**ACTIVITY LIST**
1: Answer these questions using the Oppenheimer profile:
(a) In what year did Oppenheimer enter Harvard?
(b) At which university did he receive his doctorate?
(c) In what month and year was he appointed technical Director of the Manhattan Project?
2: Please quote the stretch of the Oppenheimer profile from "Hiroshima & Nagasaki" through "received his doctorate.".

**EXCERPTED PASSAGE**
Hiroshima & Nagasaki Remembered
60 years later
J. Robert Oppenheimer (1904-1967)
Julius Robert Oppenheimer was born in New York City on April 22, 1904. He entered Harvard in 1922 intending to become a chemist, but soon switched to physics. He graduated summa cum laude in 1925 and went to England to conduct research at Cambridge University's Cavendish Laboratory. Max Born invited him to Göttingen University, where he met other prominent physicists, such as Niels Bohr and Paul Dirac, and where, in 1927, he received his doctorate.
Upon his return to the United States in 1929, he became a professor of physics at both the University of California at Berkeley and California Institute of Technology. In the ensuing 13 years, he'commuted' between the two universities. Many of his associates and students commuted with him. Oppenheimer's early research was devoted in particular to energy processes of subatomic particles and quantum theory.
In June 1942, Oppenheimer was appointed the technical Director of the Manhattan Project. Under his guidance, the laboratories at Los Alamos were constructed. There he brought the best minds in physics to work on the problem of creating an atomic bomb. In the end he was managing more than three thousand people, as well as tackling theoretical and mechanical problems that arose. He is often referred to as the "father" of the atomic bomb.

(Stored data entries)
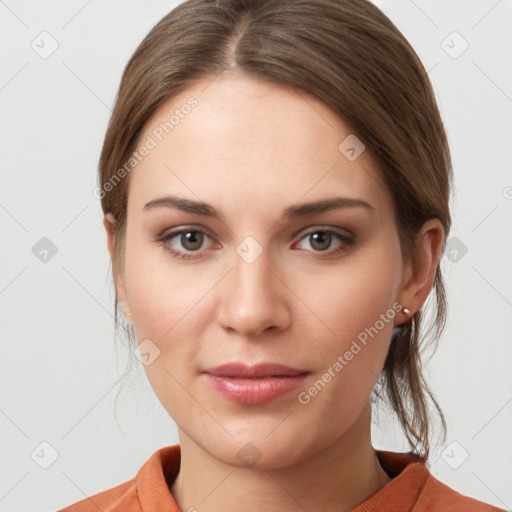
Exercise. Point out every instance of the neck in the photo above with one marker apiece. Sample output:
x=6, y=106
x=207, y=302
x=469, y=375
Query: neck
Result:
x=337, y=478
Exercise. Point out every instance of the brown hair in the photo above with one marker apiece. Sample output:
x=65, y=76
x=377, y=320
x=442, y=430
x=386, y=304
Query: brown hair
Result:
x=349, y=55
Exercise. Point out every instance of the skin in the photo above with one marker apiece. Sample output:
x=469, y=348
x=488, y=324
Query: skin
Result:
x=250, y=149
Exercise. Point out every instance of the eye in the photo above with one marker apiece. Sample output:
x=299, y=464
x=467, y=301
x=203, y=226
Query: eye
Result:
x=190, y=240
x=322, y=239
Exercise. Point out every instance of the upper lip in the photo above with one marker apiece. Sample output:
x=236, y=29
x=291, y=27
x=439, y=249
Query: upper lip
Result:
x=258, y=370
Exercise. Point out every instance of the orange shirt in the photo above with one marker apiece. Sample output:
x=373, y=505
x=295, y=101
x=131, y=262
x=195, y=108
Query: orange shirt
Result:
x=413, y=488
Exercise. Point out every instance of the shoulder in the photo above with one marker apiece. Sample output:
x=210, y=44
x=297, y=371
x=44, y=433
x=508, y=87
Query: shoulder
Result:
x=438, y=496
x=122, y=497
x=413, y=488
x=148, y=490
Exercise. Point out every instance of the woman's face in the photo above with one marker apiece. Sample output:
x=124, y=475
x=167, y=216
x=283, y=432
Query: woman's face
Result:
x=316, y=291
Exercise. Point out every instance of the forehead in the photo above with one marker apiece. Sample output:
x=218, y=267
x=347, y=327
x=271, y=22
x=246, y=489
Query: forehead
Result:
x=235, y=139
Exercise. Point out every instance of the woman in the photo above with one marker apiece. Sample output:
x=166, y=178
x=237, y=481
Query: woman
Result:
x=275, y=180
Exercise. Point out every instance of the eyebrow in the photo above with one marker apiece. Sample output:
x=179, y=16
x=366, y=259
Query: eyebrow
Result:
x=200, y=208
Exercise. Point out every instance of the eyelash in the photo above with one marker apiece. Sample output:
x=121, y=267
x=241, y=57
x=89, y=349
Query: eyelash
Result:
x=347, y=242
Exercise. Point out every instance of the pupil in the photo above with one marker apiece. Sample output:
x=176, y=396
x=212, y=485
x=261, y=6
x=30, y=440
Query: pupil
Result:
x=191, y=238
x=323, y=238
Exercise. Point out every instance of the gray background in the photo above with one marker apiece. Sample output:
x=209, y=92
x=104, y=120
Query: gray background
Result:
x=60, y=371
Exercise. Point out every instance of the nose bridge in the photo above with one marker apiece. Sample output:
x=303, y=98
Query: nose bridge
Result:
x=252, y=300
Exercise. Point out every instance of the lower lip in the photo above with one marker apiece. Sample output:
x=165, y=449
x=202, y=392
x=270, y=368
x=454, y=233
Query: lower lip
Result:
x=254, y=391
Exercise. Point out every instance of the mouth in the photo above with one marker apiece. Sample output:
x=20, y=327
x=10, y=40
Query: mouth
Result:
x=254, y=385
x=256, y=371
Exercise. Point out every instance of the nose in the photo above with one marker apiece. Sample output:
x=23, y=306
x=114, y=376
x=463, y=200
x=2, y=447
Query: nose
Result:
x=254, y=297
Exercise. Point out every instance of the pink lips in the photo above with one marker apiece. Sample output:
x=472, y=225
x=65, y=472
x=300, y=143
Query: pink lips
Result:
x=253, y=385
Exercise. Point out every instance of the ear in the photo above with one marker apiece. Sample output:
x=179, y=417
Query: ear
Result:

**OUTPUTS IN ORDER**
1:
(a) 1922
(b) Göttingen University
(c) June 1942

2:
Hiroshima & Nagasaki Remembered
60 years later
J. Robert Oppenheimer (1904-1967)
Julius Robert Oppenheimer was born in New York City on April 22, 1904. He entered Harvard in 1922 intending to become a chemist, but soon switched to physics. He graduated summa cum laude in 1925 and went to England to conduct research at Cambridge University's Cavendish Laboratory. Max Born invited him to Göttingen University, where he met other prominent physicists, such as Niels Bohr and Paul Dirac, and where, in 1927, he received his doctorate.